[Dataset records]
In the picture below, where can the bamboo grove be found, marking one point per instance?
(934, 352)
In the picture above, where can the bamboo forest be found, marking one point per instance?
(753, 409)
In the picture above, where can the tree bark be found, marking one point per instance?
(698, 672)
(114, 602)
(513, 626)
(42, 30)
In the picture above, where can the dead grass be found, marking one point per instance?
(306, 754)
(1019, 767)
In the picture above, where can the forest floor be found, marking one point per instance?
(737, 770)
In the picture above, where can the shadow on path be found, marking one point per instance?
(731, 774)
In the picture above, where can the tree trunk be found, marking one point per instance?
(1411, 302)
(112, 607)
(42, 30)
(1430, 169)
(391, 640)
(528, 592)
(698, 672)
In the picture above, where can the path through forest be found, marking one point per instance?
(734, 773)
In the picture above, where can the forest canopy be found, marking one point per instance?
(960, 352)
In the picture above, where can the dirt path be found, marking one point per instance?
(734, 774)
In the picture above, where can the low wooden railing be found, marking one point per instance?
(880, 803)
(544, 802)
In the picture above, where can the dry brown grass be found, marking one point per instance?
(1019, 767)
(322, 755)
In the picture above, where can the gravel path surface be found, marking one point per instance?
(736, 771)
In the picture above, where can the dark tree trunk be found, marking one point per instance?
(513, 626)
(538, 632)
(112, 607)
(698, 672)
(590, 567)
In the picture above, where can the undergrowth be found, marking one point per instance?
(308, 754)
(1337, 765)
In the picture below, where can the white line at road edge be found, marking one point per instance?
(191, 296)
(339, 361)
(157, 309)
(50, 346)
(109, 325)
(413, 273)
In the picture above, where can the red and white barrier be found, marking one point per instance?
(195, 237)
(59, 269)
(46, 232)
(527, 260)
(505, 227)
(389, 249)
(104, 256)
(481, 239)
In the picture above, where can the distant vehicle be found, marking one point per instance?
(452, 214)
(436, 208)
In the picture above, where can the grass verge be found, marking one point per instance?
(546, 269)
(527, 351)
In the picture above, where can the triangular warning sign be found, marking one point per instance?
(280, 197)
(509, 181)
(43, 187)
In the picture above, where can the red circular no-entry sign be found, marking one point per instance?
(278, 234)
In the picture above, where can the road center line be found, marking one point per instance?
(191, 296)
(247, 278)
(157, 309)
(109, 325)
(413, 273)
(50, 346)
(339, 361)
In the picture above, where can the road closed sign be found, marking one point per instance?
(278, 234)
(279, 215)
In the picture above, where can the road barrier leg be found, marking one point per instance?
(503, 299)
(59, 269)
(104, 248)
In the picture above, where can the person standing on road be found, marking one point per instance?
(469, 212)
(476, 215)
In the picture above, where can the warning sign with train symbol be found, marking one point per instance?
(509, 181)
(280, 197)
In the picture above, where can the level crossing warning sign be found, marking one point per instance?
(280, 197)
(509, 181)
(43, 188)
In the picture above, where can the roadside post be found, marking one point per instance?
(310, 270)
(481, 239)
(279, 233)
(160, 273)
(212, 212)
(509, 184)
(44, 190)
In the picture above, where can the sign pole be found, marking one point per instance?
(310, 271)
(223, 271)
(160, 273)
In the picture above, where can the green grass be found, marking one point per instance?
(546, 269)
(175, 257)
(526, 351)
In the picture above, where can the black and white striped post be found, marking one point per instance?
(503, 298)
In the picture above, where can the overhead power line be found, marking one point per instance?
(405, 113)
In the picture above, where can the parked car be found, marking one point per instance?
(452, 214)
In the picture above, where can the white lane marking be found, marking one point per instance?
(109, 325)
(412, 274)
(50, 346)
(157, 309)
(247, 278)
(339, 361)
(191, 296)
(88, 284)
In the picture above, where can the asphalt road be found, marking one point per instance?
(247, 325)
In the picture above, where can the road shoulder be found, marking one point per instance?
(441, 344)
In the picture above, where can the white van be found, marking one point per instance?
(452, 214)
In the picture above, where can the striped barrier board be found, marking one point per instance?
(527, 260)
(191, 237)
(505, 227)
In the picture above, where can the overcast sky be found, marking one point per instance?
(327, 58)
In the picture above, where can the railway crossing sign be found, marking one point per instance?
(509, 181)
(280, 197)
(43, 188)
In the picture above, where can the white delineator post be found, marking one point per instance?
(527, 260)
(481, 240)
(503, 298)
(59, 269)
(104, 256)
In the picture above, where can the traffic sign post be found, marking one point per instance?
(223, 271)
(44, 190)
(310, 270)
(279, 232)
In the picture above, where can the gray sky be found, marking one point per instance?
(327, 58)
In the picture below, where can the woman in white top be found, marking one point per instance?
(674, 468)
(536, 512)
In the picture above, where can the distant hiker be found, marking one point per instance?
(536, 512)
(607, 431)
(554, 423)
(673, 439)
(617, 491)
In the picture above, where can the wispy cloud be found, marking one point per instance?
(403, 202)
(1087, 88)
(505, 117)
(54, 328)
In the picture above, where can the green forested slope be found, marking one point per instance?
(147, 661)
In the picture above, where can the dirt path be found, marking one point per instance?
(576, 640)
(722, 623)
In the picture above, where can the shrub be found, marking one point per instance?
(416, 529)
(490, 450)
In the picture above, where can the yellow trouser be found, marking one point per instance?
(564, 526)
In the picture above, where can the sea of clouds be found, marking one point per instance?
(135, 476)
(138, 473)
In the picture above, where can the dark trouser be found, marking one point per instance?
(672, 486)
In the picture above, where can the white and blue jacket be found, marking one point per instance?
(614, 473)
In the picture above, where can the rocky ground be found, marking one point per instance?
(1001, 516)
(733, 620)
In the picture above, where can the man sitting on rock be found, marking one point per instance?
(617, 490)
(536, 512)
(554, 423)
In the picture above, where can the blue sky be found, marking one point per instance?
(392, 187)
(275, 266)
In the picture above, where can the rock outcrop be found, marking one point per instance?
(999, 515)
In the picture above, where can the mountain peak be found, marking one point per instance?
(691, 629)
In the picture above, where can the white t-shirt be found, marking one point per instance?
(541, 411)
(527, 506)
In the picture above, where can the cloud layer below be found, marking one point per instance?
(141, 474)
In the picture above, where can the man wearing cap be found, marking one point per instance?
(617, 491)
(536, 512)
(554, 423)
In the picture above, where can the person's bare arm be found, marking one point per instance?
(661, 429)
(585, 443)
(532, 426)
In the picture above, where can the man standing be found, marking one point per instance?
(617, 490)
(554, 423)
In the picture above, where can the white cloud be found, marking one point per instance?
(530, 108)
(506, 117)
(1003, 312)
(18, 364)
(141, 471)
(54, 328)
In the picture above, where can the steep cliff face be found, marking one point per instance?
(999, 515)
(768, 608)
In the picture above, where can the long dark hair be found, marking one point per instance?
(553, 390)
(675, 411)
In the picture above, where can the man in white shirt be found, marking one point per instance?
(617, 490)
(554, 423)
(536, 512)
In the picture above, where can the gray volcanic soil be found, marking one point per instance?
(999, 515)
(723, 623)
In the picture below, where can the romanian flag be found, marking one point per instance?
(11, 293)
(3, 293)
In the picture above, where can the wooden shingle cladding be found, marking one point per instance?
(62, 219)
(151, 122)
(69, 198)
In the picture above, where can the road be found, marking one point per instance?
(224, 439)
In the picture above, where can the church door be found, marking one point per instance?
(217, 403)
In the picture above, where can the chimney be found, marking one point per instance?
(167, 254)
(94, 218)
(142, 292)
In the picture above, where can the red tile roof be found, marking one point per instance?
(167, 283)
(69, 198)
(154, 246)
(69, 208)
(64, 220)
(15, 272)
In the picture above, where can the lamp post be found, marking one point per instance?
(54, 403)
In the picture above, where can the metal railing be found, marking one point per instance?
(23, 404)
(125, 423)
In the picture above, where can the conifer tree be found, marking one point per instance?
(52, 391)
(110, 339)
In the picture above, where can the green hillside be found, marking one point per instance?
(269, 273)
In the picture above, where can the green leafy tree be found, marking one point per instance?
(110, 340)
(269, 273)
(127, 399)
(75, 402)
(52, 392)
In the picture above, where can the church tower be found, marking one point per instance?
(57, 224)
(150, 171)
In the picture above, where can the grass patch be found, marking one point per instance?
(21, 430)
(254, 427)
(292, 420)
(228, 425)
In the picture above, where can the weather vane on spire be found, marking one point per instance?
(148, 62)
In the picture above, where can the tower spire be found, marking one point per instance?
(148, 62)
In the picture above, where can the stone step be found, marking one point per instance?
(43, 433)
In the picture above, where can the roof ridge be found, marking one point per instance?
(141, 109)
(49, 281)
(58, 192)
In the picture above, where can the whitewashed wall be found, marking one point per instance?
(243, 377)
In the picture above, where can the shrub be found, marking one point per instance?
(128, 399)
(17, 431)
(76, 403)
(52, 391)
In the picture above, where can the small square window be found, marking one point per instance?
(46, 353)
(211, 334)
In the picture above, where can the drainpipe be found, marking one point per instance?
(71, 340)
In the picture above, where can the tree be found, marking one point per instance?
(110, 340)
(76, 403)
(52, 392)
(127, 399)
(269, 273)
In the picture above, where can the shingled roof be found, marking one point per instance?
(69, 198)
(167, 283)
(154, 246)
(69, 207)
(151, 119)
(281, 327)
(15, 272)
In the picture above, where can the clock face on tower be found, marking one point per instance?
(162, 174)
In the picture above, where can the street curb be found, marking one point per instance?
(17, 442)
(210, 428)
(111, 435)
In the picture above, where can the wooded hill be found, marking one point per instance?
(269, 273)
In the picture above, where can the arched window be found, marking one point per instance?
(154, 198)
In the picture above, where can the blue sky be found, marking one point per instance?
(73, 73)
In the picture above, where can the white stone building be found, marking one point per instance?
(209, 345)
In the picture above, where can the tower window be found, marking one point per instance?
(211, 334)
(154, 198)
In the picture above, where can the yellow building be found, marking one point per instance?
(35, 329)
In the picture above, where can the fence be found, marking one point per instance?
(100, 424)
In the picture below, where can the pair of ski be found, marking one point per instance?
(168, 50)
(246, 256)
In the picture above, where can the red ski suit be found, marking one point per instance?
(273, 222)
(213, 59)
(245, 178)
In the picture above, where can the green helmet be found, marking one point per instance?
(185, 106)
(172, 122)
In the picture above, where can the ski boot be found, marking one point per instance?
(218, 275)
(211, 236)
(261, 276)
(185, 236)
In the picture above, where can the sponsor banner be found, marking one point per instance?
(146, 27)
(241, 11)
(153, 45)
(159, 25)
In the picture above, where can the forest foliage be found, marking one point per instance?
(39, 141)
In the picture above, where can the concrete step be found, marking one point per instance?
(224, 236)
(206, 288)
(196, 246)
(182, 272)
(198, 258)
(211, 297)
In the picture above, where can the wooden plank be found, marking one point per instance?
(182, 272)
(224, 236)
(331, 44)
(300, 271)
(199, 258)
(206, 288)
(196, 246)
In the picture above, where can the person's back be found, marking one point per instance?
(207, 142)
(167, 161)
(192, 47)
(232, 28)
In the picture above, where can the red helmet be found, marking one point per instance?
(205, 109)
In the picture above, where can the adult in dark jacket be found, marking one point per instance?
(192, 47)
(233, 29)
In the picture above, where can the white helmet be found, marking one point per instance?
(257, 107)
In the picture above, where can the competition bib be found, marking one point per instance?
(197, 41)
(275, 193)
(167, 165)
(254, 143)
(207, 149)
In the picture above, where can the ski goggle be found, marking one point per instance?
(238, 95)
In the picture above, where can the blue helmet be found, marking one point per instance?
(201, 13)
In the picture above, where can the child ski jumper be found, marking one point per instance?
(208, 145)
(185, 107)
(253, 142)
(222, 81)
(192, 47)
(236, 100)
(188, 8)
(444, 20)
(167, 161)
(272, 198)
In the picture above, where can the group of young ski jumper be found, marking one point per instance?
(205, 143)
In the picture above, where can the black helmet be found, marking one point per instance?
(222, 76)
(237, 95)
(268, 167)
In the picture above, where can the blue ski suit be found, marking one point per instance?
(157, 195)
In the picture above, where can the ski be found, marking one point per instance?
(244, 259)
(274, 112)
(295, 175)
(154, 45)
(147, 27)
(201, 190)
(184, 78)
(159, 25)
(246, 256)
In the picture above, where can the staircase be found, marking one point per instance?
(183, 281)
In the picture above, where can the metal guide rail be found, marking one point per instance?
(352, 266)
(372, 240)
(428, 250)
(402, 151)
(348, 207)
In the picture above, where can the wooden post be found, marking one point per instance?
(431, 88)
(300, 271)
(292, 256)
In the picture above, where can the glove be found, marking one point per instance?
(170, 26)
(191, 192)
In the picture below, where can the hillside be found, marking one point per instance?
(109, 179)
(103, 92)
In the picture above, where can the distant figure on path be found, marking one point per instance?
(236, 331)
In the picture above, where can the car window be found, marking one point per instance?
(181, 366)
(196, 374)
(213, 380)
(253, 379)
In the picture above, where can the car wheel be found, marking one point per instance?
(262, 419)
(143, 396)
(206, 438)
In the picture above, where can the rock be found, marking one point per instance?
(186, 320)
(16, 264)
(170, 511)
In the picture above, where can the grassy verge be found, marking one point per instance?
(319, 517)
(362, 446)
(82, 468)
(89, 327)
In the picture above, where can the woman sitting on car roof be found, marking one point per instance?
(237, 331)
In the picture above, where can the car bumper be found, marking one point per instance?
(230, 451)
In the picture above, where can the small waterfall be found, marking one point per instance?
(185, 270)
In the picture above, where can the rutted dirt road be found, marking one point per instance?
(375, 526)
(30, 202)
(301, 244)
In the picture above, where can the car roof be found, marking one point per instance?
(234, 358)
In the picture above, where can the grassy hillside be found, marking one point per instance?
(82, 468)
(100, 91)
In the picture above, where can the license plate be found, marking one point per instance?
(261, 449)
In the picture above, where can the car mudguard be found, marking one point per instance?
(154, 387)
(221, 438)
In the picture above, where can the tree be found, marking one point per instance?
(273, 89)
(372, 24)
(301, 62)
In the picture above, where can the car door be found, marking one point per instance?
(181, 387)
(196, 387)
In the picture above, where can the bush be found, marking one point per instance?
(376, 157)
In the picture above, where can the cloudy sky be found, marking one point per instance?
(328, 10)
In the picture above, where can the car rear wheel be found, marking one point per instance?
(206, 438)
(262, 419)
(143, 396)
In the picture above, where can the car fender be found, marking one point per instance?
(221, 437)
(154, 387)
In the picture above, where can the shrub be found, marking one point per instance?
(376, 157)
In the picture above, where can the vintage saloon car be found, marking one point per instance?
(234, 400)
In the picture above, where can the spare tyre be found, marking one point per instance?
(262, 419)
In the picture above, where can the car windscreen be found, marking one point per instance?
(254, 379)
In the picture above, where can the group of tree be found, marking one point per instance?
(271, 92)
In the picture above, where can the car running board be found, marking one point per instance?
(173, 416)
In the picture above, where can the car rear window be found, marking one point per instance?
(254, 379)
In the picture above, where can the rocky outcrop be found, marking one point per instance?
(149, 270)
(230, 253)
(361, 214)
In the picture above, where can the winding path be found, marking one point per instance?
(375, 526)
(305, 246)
[/Dataset records]
:: How to complete this task ::
Provide an exact transcript of the lines from the one that holds "In the picture above, where can the grassy hillside" through the final line of the data above.

:: Your solution ::
In the picture above, where can the grassy hillside be found, marking one point per instance?
(82, 468)
(100, 91)
In the picture above, where can the license plate be found, marking one point per instance?
(261, 449)
In the picture above, where can the car mudguard be found, marking one point per instance?
(154, 387)
(221, 438)
In the picture above, where can the tree be found, marking one point per instance?
(273, 89)
(372, 24)
(301, 62)
In the picture above, where can the car door be found, marking one point per instance?
(181, 387)
(196, 387)
In the picture above, where can the bush be found, marking one point per instance?
(376, 157)
In the picture above, where can the cloudy sky be found, marking one point per instance?
(328, 10)
In the picture above, where can the car rear wheel be found, marking one point per instance?
(206, 438)
(262, 419)
(143, 396)
In the picture above, where can the car fender be found, marking one point per instance?
(221, 437)
(154, 387)
In the picture above, where can the shrub be found, marking one point per instance?
(376, 157)
In the picture above, where can the vintage saloon car be found, marking one point per instance?
(234, 400)
In the picture above, where can the spare tyre be found, marking one point per instance?
(262, 419)
In the picture above, where can the car windscreen be found, marking one point per instance?
(254, 379)
In the picture above, where can the group of tree be found, marking one point per instance?
(271, 92)
In the picture above, where can the car running board be found, marking one point per instance?
(173, 416)
In the picture above, where can the car rear window be found, marking one point per instance?
(254, 379)
In the picture above, where can the rocky outcrop be found, marking one point per instance?
(149, 270)
(230, 253)
(361, 214)
In the picture above, where can the winding path be found, marking one point per instance?
(375, 526)
(305, 246)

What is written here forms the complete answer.